> **Exercise details**
Output every line of the material below verbatim, in the same order and without any changes.
# Start of Material for the task
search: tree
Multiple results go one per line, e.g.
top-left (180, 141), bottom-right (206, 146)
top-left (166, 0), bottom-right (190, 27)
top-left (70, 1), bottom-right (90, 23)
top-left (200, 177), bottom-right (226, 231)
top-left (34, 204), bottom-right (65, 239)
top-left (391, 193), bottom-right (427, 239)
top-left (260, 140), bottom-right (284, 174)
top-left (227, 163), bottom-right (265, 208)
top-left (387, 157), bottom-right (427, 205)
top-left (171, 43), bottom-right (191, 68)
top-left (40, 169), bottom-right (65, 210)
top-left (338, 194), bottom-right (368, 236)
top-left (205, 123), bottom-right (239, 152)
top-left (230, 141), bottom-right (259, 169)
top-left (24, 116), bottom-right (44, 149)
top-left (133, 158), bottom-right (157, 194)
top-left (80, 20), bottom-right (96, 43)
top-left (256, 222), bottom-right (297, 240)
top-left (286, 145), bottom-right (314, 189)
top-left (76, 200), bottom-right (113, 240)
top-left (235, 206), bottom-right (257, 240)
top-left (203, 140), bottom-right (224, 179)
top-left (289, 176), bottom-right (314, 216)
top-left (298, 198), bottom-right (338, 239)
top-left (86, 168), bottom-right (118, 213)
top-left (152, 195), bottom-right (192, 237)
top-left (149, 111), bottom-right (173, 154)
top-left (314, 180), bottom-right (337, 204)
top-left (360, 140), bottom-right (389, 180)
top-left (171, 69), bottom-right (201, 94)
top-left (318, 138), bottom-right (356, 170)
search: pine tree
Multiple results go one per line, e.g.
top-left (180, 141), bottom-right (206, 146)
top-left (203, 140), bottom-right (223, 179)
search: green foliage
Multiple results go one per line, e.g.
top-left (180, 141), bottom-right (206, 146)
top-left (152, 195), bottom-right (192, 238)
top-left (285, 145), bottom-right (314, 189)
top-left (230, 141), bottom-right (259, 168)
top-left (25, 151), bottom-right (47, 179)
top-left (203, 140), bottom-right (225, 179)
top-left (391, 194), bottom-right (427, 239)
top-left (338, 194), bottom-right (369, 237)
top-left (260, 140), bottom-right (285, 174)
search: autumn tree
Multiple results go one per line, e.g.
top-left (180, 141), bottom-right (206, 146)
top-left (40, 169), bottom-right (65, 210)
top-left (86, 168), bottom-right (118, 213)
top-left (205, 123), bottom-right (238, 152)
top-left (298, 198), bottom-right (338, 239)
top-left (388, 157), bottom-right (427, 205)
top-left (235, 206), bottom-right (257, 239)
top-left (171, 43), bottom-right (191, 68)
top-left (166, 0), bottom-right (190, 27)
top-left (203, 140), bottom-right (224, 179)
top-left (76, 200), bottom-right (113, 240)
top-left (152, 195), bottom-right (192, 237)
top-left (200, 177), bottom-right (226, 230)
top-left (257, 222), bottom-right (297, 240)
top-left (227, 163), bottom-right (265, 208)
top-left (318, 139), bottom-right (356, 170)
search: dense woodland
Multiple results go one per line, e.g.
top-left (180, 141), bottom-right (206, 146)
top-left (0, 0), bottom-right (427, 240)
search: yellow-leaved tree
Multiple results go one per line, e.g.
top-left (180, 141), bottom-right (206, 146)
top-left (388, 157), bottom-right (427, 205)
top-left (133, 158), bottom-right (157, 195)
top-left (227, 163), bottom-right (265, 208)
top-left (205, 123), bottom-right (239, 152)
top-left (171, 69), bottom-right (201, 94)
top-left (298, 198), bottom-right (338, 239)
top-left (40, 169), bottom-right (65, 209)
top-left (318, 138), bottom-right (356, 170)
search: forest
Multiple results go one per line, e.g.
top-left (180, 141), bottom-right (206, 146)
# End of Material for the task
> **Written reply**
search: tree
Multiple results go one per line, e.g.
top-left (180, 141), bottom-right (206, 146)
top-left (166, 0), bottom-right (190, 27)
top-left (70, 1), bottom-right (90, 23)
top-left (200, 177), bottom-right (226, 231)
top-left (34, 204), bottom-right (65, 239)
top-left (391, 193), bottom-right (427, 239)
top-left (260, 140), bottom-right (284, 174)
top-left (227, 163), bottom-right (265, 208)
top-left (387, 157), bottom-right (427, 205)
top-left (171, 43), bottom-right (191, 68)
top-left (40, 169), bottom-right (65, 210)
top-left (338, 194), bottom-right (368, 236)
top-left (205, 123), bottom-right (239, 152)
top-left (230, 141), bottom-right (259, 169)
top-left (24, 116), bottom-right (44, 149)
top-left (133, 158), bottom-right (157, 194)
top-left (80, 20), bottom-right (96, 43)
top-left (256, 222), bottom-right (297, 240)
top-left (286, 145), bottom-right (314, 189)
top-left (76, 200), bottom-right (113, 240)
top-left (235, 206), bottom-right (257, 240)
top-left (203, 140), bottom-right (224, 179)
top-left (289, 176), bottom-right (314, 216)
top-left (298, 198), bottom-right (338, 239)
top-left (86, 168), bottom-right (118, 213)
top-left (152, 195), bottom-right (192, 237)
top-left (149, 111), bottom-right (173, 154)
top-left (314, 180), bottom-right (337, 204)
top-left (360, 140), bottom-right (389, 180)
top-left (171, 69), bottom-right (201, 94)
top-left (318, 138), bottom-right (356, 170)
search: pine tree
Multiple results go one per line, e.g.
top-left (180, 141), bottom-right (206, 146)
top-left (203, 140), bottom-right (223, 179)
search: green foliage
Multiple results go one per line, e.g.
top-left (180, 141), bottom-right (206, 146)
top-left (152, 195), bottom-right (192, 238)
top-left (285, 145), bottom-right (314, 189)
top-left (230, 141), bottom-right (259, 168)
top-left (25, 151), bottom-right (47, 179)
top-left (203, 140), bottom-right (225, 179)
top-left (391, 194), bottom-right (427, 239)
top-left (338, 194), bottom-right (369, 237)
top-left (260, 140), bottom-right (285, 174)
search: autumn tree
Multiple results go one per line, e.g.
top-left (180, 141), bottom-right (206, 146)
top-left (40, 169), bottom-right (65, 210)
top-left (86, 168), bottom-right (118, 213)
top-left (205, 123), bottom-right (238, 152)
top-left (298, 198), bottom-right (338, 239)
top-left (388, 157), bottom-right (427, 205)
top-left (235, 206), bottom-right (257, 239)
top-left (171, 43), bottom-right (191, 68)
top-left (166, 0), bottom-right (190, 27)
top-left (203, 140), bottom-right (224, 179)
top-left (76, 200), bottom-right (113, 240)
top-left (152, 195), bottom-right (192, 237)
top-left (200, 177), bottom-right (226, 230)
top-left (257, 222), bottom-right (297, 240)
top-left (227, 163), bottom-right (265, 208)
top-left (318, 139), bottom-right (356, 170)
search: dense woodland
Multiple results go one per line, e.g.
top-left (180, 141), bottom-right (206, 146)
top-left (0, 0), bottom-right (427, 240)
search: yellow-leaved tree
Multiple results go one per line, e.g.
top-left (180, 141), bottom-right (206, 146)
top-left (388, 157), bottom-right (427, 205)
top-left (133, 158), bottom-right (157, 195)
top-left (227, 163), bottom-right (265, 208)
top-left (205, 123), bottom-right (239, 152)
top-left (171, 69), bottom-right (201, 94)
top-left (298, 198), bottom-right (338, 239)
top-left (40, 169), bottom-right (65, 209)
top-left (318, 138), bottom-right (356, 170)
search: forest
Multiple results go one per line, e.g.
top-left (180, 141), bottom-right (206, 146)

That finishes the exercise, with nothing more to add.